• _BRANO DA LEGGERE_
Pensieri |
Bassezza degli uomini che arrivano a sottomettersi alle bestie, fino ad adorarle.
Incostanza.
Le cose hanno diverse qualità e l'anima ha diverse inclinazioni, perché niente di ciò che si presenta all'anima è semplice, né l'anima si offre mai semplice ad alcun soggetto.
Da ciò dipende la possibilità che una stessa cosa faccia piangere e ridere.
Incostanza.
L'uomo non è un organo che possa essere suonato come gli altri.
È sì un organo, ma bizzarro, incostante, mutevole.
Chi sa suonare solo quelli comuni non ne trarrà accordi.
Bisogna sapere dove sono i [ pedali ].
Siamo così sventurati da non saper godere di una cosa se non a condizione di affliggerci nel caso riesca male, ciò può essere causato da infinite cose e capita continuamente.
[ Chi ] trovasse il modo di rallegrarsi del bene senza affliggersi per il male contrario avrebbe fatto centro.
È il movimento perpetuo.
Non è bene essere troppo liberi.
Non è bene soffrire di ogni bisogno.

• _VOCI FORNITE_
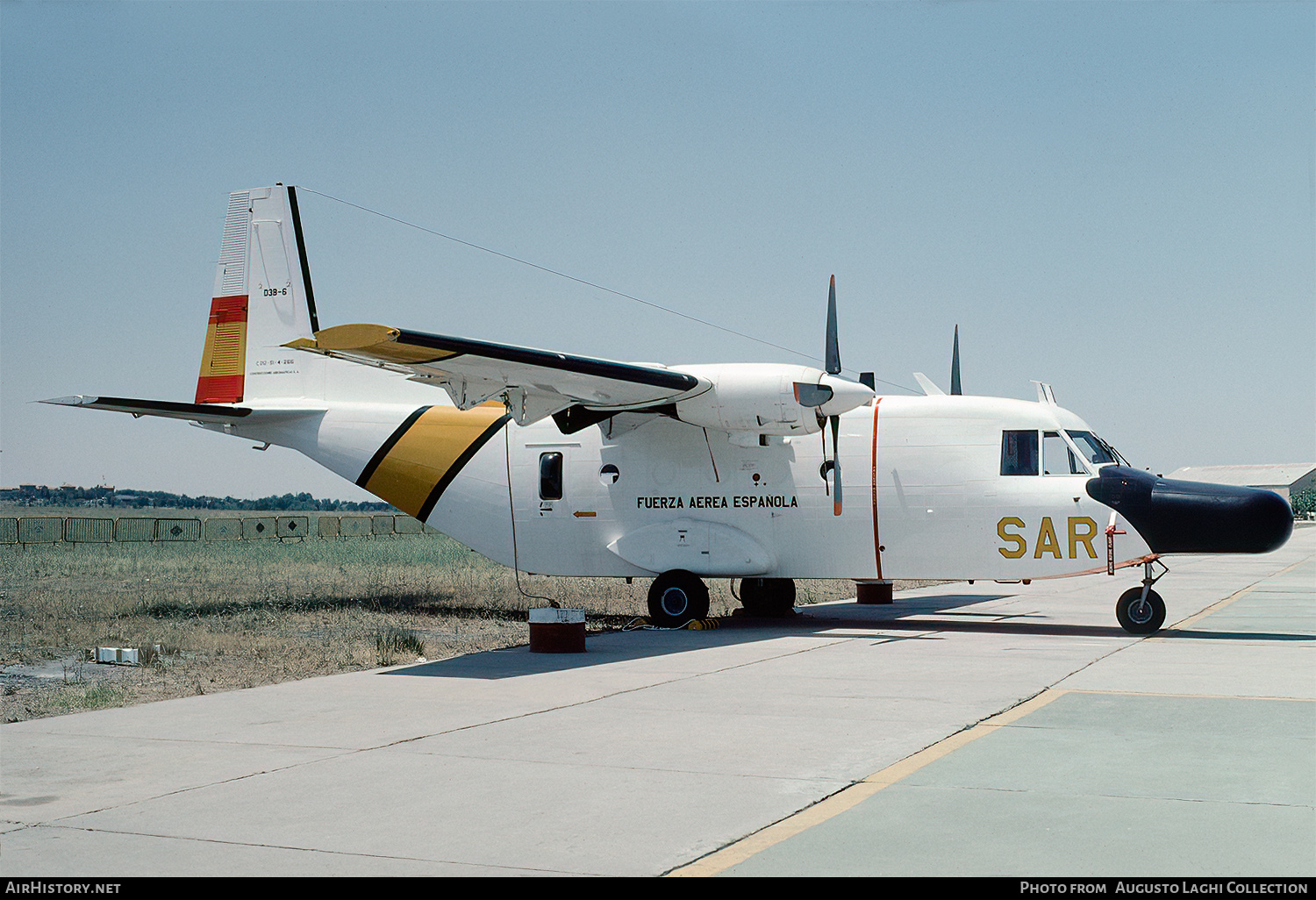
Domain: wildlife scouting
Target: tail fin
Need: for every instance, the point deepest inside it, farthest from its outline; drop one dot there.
(262, 300)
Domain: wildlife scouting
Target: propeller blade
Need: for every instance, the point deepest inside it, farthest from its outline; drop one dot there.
(836, 465)
(955, 365)
(812, 395)
(833, 346)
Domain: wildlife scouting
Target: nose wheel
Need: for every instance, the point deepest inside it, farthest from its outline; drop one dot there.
(1141, 611)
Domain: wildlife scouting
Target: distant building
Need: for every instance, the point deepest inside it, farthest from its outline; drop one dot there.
(1284, 479)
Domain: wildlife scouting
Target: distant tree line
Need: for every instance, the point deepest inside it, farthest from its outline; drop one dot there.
(39, 495)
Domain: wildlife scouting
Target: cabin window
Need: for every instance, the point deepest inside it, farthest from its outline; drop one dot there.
(550, 475)
(1019, 453)
(1057, 457)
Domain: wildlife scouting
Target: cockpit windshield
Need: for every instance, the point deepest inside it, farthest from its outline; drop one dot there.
(1094, 449)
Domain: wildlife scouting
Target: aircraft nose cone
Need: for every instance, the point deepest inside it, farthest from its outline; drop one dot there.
(1194, 516)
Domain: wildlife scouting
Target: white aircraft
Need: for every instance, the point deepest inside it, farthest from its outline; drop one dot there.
(566, 465)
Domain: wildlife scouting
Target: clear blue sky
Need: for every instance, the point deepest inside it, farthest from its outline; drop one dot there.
(1115, 197)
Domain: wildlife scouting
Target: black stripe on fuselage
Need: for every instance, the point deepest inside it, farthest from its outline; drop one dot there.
(389, 445)
(458, 465)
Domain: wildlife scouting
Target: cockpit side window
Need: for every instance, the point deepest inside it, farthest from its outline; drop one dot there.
(1019, 453)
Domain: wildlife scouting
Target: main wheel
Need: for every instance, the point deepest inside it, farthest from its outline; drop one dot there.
(768, 596)
(676, 597)
(1139, 618)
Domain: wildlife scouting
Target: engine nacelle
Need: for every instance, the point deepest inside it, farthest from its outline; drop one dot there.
(761, 397)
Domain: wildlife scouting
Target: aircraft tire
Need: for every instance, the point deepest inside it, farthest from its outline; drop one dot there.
(1137, 618)
(768, 596)
(676, 597)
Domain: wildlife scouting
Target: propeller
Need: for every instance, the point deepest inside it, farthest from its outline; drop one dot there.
(832, 354)
(840, 394)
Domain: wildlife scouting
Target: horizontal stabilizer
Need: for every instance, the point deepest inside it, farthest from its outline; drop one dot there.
(928, 387)
(207, 413)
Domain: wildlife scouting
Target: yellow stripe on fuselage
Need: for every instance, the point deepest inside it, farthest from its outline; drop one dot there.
(426, 458)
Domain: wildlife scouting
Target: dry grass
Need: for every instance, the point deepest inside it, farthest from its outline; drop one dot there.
(242, 613)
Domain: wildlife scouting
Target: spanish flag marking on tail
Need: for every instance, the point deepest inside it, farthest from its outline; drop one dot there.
(420, 460)
(224, 358)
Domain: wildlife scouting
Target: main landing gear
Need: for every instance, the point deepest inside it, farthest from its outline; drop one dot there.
(1141, 611)
(768, 596)
(676, 597)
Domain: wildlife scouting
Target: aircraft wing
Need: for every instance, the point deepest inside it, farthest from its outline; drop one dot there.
(536, 383)
(192, 412)
(205, 413)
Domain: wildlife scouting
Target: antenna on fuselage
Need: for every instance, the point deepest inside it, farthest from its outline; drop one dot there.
(955, 365)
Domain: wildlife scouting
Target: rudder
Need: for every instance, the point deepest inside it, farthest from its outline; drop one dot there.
(262, 300)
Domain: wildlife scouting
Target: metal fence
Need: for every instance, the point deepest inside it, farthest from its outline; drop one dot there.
(83, 529)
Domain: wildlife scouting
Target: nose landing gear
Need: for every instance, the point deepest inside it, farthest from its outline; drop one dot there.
(1141, 611)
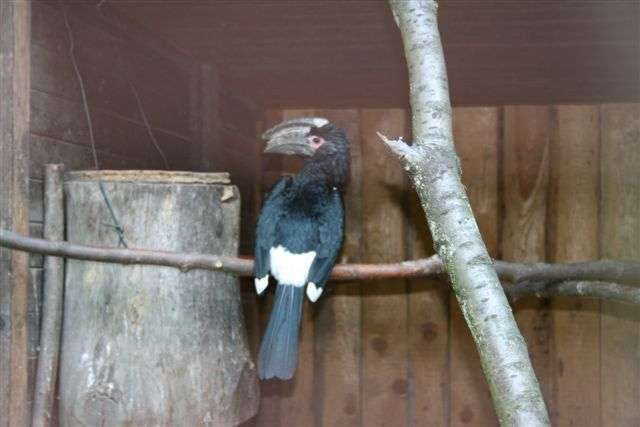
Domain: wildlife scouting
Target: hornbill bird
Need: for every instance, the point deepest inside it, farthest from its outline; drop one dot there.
(299, 233)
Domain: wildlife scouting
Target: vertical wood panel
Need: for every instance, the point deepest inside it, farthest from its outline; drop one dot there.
(384, 318)
(573, 236)
(620, 239)
(337, 339)
(15, 80)
(526, 173)
(477, 137)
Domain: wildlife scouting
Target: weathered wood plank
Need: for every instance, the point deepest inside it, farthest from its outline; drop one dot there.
(74, 157)
(572, 237)
(477, 139)
(620, 239)
(106, 52)
(15, 81)
(525, 184)
(338, 325)
(384, 304)
(58, 118)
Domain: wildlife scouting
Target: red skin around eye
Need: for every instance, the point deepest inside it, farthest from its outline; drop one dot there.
(316, 142)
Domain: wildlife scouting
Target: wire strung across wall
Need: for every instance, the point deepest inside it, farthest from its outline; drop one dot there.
(115, 225)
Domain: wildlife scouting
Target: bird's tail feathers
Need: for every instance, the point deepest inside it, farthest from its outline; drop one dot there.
(278, 354)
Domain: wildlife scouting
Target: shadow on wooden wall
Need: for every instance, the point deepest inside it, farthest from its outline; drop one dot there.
(556, 183)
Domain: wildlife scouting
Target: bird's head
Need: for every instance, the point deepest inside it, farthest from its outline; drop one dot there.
(305, 136)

• _LA CONSEGNA_
Ricopia per intero, parola per parola, il brano da leggere riportato più sopra.

• _RISPOSTA ESERCIZIO_
Pensieri |
Bassezza degli uomini che arrivano a sottomettersi alle bestie, fino ad adorarle.
Incostanza.
Le cose hanno diverse qualità e l'anima ha diverse inclinazioni, perché niente di ciò che si presenta all'anima è semplice, né l'anima si offre mai semplice ad alcun soggetto.
Da ciò dipende la possibilità che una stessa cosa faccia piangere e ridere.
Incostanza.
L'uomo non è un organo che possa essere suonato come gli altri.
È sì un organo, ma bizzarro, incostante, mutevole.
Chi sa suonare solo quelli comuni non ne trarrà accordi.
Bisogna sapere dove sono i [ pedali ].
Siamo così sventurati da non saper godere di una cosa se non a condizione di affliggerci nel caso riesca male, ciò può essere causato da infinite cose e capita continuamente.
[ Chi ] trovasse il modo di rallegrarsi del bene senza affliggersi per il male contrario avrebbe fatto centro.
È il movimento perpetuo.
Non è bene essere troppo liberi.
Non è bene soffrire di ogni bisogno.